| TRAVAIL À EFFECTUER |
1. D'après l'extrait de décision, qui a signé l'arrêté contesté ?
2. Recopiez fidèlement le passage de l'extrait de décision qui va de « 7. L'arrêté contesté » jusqu'à « manquant en fait. » inclus.

| TEXTE FOURNI |
7. L'arrêté contesté a été signé par Mme Daverton, secrétaire générale de la préfecture de Maine-et-Loire. Par un arrêté du 23 novembre 2020, régulièrement publié au recueil des actes administratifs de la préfecture le même jour, le préfet lui a donné délégation à l'effet de signer tous actes et décisions afférents aux attributions de l'Etat dans ce département, à quelques exceptions limitativement énumérées dont ne relèvent pas les décisions portant obligation de quitter le territoire ou fixant le pays d'éloignement. Le moyen tiré de l'incompétence du signataire de l'arrêté contesté doit, dès lors, être écarté comme manquant en fait.

En ce qui concerne l'obligation de quitter le territoire français :

8. En premier lieu, la décision contestée, prise au visa, notamment, du 6° du I de l'article L. 511-1 du code de l'entrée et du séjour des étrangers et du droit d'asile, indique les dispositions légales sur lesquelles s'est fondé le préfet de Maine-et-Loire pour prononcer l'éloignement de M. A... et les circonstances de fait propres à la situation personnelle de ce dernier qui justifient cette mesure. Elle est, ainsi, suffisamment motivée, le préfet n'étant pas tenu de faire état de l'ensemble des circonstances relatives à la situation de l'intéressé mais uniquement de celles qui fondent la décision contestée.

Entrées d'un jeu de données
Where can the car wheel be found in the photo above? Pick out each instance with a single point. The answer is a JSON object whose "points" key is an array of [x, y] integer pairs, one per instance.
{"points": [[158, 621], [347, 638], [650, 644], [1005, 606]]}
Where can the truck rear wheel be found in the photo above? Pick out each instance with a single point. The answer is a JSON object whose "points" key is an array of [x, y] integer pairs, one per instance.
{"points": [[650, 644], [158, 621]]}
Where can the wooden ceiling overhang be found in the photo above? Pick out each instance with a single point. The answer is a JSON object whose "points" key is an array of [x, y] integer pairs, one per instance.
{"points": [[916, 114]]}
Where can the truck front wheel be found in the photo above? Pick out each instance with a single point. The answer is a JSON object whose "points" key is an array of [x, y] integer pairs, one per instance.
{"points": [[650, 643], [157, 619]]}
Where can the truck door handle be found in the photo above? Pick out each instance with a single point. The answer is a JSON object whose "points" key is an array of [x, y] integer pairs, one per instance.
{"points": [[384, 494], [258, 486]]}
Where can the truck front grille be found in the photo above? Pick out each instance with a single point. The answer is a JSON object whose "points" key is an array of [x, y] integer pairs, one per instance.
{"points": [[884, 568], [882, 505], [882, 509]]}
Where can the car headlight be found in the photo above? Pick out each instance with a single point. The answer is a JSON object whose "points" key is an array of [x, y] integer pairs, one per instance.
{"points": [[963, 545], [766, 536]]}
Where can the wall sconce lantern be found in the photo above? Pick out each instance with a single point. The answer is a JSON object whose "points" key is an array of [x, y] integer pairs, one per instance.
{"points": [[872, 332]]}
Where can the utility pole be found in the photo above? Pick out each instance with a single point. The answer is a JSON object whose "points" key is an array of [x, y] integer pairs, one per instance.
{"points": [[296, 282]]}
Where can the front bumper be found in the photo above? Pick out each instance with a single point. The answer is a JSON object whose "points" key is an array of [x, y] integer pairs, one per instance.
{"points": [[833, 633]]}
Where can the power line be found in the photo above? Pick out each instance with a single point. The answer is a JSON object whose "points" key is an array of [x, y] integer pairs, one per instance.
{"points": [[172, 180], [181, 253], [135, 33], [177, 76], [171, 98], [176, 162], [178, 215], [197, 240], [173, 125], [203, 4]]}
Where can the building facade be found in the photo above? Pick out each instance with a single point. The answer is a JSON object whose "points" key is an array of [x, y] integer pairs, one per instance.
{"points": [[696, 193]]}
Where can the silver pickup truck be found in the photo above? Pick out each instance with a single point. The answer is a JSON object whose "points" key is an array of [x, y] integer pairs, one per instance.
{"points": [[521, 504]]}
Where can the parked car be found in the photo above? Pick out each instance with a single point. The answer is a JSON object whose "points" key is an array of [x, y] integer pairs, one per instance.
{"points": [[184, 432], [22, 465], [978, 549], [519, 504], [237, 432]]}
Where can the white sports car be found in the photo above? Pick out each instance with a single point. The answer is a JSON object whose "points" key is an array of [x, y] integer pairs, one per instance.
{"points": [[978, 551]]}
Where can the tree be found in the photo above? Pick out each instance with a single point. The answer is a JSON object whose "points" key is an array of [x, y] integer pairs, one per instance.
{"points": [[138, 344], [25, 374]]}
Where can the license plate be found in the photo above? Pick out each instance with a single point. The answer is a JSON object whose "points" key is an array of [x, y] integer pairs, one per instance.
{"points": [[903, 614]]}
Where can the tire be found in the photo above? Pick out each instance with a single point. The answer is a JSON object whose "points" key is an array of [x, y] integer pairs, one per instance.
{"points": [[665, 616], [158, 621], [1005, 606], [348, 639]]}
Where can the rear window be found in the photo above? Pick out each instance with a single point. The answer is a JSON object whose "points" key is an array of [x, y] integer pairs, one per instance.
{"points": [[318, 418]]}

| RÉSULTATS DANS L'ORDRE |
1. Mme Daverton, secrétaire générale de la préfecture de Maine-et-Loire.

2.
7. L'arrêté contesté a été signé par Mme Daverton, secrétaire générale de la préfecture de Maine-et-Loire. Par un arrêté du 23 novembre 2020, régulièrement publié au recueil des actes administratifs de la préfecture le même jour, le préfet lui a donné délégation à l'effet de signer tous actes et décisions afférents aux attributions de l'Etat dans ce département, à quelques exceptions limitativement énumérées dont ne relèvent pas les décisions portant obligation de quitter le territoire ou fixant le pays d'éloignement. Le moyen tiré de l'incompétence du signataire de l'arrêté contesté doit, dès lors, être écarté comme manquant en fait.